■ GIVEN TASK A:
Answer these questions about the reality-show description below:
(i) Which artist is the contestant and recorder of her own reality show?
(ii) How long did the artist live with Mery Cuesta?
(iii) What is the name of Mery Cuesta's curating project?

■ DOCUMENT:
---

Taking the form of a false documentary, this piece reflects on the phenomenon of the reality show by means of contemporary art and film.
Today it is almost impossible to turn on the television and not be confronted by one form of another of a reality show. Sooner or later this social phenomenon was to arrive in the art world. In this piece, we watch the artist María Cañas fully immersed in a strange experiment: she is the contestant and recorder of her own reality show.
As part of Mery Cuesta’s curating project “Te mando un colega / I send you a mate”, Cañas lived with Cuesta for a whole week, not having met ever before. The artist videotaped the seven days of conversations, parties, arguments, concerts, joys and tears, to then show it as a video piece. In this work we perceive various, very different realities converge. This then generates a reflection on representation, the capture of the image, the definition of personalities by the mass media and the role of reality shows as creators of different social behaviours. We thus see how the images that result from the difficult cohabitation between artist and curator are introduced into a chain of clips from other television programmes, of fragments of films, bizarre performances, fakes and visual registers of all kinds, creating a work that is both crazy and exciting: a distorted mirror that vomits different aberrations and monsters from those created by reality shows.

---

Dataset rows
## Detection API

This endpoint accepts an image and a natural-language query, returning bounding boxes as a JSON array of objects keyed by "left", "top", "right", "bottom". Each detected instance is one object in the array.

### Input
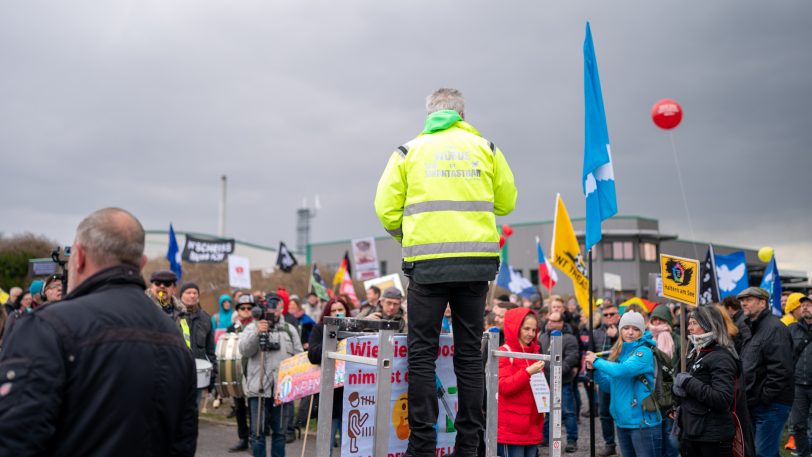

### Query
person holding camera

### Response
[{"left": 240, "top": 292, "right": 303, "bottom": 457}]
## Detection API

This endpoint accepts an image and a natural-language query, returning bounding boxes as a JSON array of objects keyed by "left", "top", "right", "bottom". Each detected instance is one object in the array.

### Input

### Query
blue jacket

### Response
[{"left": 593, "top": 332, "right": 662, "bottom": 428}]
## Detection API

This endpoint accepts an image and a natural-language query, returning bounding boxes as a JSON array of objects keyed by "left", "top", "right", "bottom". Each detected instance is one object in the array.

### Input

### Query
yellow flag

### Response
[{"left": 550, "top": 194, "right": 589, "bottom": 316}]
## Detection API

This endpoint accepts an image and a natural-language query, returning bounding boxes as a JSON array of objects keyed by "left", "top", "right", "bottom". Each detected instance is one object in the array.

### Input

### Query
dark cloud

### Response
[{"left": 0, "top": 0, "right": 812, "bottom": 270}]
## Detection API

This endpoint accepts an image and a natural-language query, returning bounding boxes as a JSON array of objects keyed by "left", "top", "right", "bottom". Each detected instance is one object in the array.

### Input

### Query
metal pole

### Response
[
  {"left": 372, "top": 329, "right": 395, "bottom": 455},
  {"left": 588, "top": 248, "right": 595, "bottom": 457},
  {"left": 316, "top": 324, "right": 338, "bottom": 456},
  {"left": 217, "top": 175, "right": 227, "bottom": 238},
  {"left": 485, "top": 332, "right": 499, "bottom": 457},
  {"left": 548, "top": 330, "right": 564, "bottom": 457}
]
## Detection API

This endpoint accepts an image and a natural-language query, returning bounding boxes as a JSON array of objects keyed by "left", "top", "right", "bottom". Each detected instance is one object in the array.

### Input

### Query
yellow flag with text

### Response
[{"left": 550, "top": 194, "right": 589, "bottom": 316}]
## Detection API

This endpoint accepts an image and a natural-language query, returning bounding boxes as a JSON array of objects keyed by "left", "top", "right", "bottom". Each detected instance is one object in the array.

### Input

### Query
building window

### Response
[
  {"left": 603, "top": 241, "right": 634, "bottom": 260},
  {"left": 640, "top": 243, "right": 657, "bottom": 262}
]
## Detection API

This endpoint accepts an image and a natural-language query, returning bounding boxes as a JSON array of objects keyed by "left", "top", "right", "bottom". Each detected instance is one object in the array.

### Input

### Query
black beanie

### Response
[{"left": 180, "top": 282, "right": 200, "bottom": 295}]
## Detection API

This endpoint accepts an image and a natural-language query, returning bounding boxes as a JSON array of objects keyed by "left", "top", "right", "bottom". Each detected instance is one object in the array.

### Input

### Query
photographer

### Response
[{"left": 240, "top": 293, "right": 303, "bottom": 457}]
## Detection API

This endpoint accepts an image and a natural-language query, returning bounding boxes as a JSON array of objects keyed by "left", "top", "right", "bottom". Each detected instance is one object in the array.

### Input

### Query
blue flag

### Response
[
  {"left": 496, "top": 262, "right": 538, "bottom": 297},
  {"left": 713, "top": 251, "right": 748, "bottom": 300},
  {"left": 761, "top": 255, "right": 784, "bottom": 316},
  {"left": 166, "top": 223, "right": 183, "bottom": 282},
  {"left": 582, "top": 22, "right": 617, "bottom": 251}
]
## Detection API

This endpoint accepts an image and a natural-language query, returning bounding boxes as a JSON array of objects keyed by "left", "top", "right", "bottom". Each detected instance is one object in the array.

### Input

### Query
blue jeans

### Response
[
  {"left": 598, "top": 390, "right": 615, "bottom": 446},
  {"left": 248, "top": 397, "right": 285, "bottom": 457},
  {"left": 750, "top": 403, "right": 797, "bottom": 457},
  {"left": 496, "top": 443, "right": 539, "bottom": 457},
  {"left": 544, "top": 384, "right": 578, "bottom": 443},
  {"left": 615, "top": 425, "right": 664, "bottom": 457}
]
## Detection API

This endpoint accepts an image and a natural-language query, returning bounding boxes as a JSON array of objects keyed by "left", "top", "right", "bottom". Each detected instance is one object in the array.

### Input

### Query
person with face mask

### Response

---

■ GIVEN TASK B: How many lines of the records above contain the string "person"? Case counts; reply with the number only.

■ RESULT A:
(i) María Cañas
(ii) A whole week
(iii) "Te mando un colega / I send you a mate"

■ RESULT B: 2